=== MATERIAL FOR THE TASK ===
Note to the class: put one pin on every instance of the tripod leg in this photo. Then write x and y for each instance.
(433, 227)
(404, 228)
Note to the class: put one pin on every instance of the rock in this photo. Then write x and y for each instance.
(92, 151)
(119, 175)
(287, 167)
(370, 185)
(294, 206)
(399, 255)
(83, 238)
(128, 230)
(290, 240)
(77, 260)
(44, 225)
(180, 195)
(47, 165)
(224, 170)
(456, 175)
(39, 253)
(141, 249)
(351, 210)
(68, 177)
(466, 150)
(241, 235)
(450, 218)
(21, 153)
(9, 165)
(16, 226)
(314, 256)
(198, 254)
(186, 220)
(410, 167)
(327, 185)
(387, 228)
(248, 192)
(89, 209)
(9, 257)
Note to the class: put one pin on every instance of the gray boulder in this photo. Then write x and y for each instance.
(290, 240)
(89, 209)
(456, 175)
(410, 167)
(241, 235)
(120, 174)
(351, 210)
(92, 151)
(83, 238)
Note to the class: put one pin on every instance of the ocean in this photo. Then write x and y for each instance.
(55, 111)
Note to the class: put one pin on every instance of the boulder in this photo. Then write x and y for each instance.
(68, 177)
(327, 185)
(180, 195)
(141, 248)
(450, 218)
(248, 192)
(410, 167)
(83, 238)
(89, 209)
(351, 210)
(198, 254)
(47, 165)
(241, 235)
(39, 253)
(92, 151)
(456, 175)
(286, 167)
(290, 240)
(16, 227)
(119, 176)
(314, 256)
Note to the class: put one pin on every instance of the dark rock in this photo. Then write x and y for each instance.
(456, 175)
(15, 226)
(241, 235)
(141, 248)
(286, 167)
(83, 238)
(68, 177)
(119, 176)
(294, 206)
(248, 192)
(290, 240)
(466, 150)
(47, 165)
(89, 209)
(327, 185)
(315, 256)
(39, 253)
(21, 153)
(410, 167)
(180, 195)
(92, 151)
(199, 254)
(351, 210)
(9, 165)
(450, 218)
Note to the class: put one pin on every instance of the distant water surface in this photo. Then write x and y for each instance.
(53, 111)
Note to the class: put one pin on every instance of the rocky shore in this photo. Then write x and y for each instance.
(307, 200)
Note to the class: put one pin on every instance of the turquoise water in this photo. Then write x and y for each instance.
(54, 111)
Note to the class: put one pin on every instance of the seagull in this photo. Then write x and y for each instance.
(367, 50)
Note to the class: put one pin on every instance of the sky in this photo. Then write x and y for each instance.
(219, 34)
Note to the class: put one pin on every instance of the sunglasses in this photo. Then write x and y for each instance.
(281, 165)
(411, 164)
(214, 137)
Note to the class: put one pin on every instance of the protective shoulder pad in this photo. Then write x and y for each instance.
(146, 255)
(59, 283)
===
**GOAL:**
Lay out every line of the items above as a JSON list of strings, one string per line, with blank lines omitted.

**RESPONSE TO THIS TASK:**
[
  "Note to the class: put one pin on every instance of the tripod leg in this photo. Then write x and y for each instance.",
  "(433, 227)",
  "(404, 228)",
  "Note to the class: put one pin on every instance of the rock in this photo. Then write x and y for each instance.",
  "(92, 151)",
  "(119, 175)",
  "(287, 167)",
  "(370, 185)",
  "(294, 206)",
  "(399, 255)",
  "(83, 238)",
  "(128, 230)",
  "(290, 240)",
  "(77, 260)",
  "(44, 225)",
  "(180, 195)",
  "(47, 165)",
  "(224, 170)",
  "(456, 175)",
  "(39, 253)",
  "(141, 249)",
  "(351, 210)",
  "(68, 177)",
  "(466, 150)",
  "(241, 235)",
  "(450, 218)",
  "(21, 153)",
  "(9, 165)",
  "(16, 226)",
  "(314, 256)",
  "(198, 254)",
  "(186, 220)",
  "(410, 167)",
  "(327, 185)",
  "(387, 228)",
  "(248, 192)",
  "(89, 209)",
  "(9, 257)",
  "Note to the class: put one pin on every instance of the gray boulder in this photo. Then write x and y for each instance.",
  "(290, 240)",
  "(89, 209)",
  "(456, 175)",
  "(410, 167)",
  "(241, 235)",
  "(120, 174)",
  "(351, 210)",
  "(92, 151)",
  "(83, 238)",
  "Note to the class: put one pin on every instance of the ocean in this photo. Then write x and y for each instance.",
  "(55, 111)",
  "Note to the class: put one pin on every instance of the boulder in this photo. Then write x and y for each instance.",
  "(68, 177)",
  "(327, 185)",
  "(180, 195)",
  "(141, 248)",
  "(450, 218)",
  "(248, 192)",
  "(410, 167)",
  "(83, 238)",
  "(89, 209)",
  "(351, 210)",
  "(198, 254)",
  "(47, 165)",
  "(241, 235)",
  "(39, 253)",
  "(92, 151)",
  "(456, 175)",
  "(286, 167)",
  "(290, 240)",
  "(16, 227)",
  "(119, 176)",
  "(314, 256)",
  "Note to the class: put one pin on every instance of the dark rock in this photo. Then write x and y for each instance.",
  "(456, 175)",
  "(15, 226)",
  "(241, 235)",
  "(141, 248)",
  "(286, 167)",
  "(83, 238)",
  "(68, 177)",
  "(119, 176)",
  "(294, 206)",
  "(248, 192)",
  "(290, 240)",
  "(466, 150)",
  "(47, 165)",
  "(89, 209)",
  "(327, 185)",
  "(315, 256)",
  "(39, 253)",
  "(21, 153)",
  "(410, 167)",
  "(180, 195)",
  "(92, 151)",
  "(199, 254)",
  "(351, 210)",
  "(9, 165)",
  "(450, 218)",
  "Note to the class: put one pin on every instance of the distant water surface in this photo. Then write x and y for each instance.",
  "(53, 111)",
  "Note to the class: put one pin on every instance of the rocky shore in this photo. Then write x and y for each instance.",
  "(307, 200)",
  "Note to the class: put one pin on every instance of the turquoise water in this photo. Then write x and y for each instance.",
  "(54, 111)",
  "Note to the class: put one pin on every instance of the seagull in this photo. Then write x and y for each instance.",
  "(367, 50)",
  "Note to the class: put one pin on every instance of the sky in this photo. Then write x and y for each instance.",
  "(219, 34)",
  "Note to the class: put one pin on every instance of the sunglasses in this photo. Then write x and y for each instance.",
  "(281, 165)",
  "(411, 164)",
  "(214, 137)",
  "Note to the class: put one pin on every instance of the protective shoulder pad in this photo. Then write x and y for each instance.",
  "(146, 255)",
  "(59, 283)"
]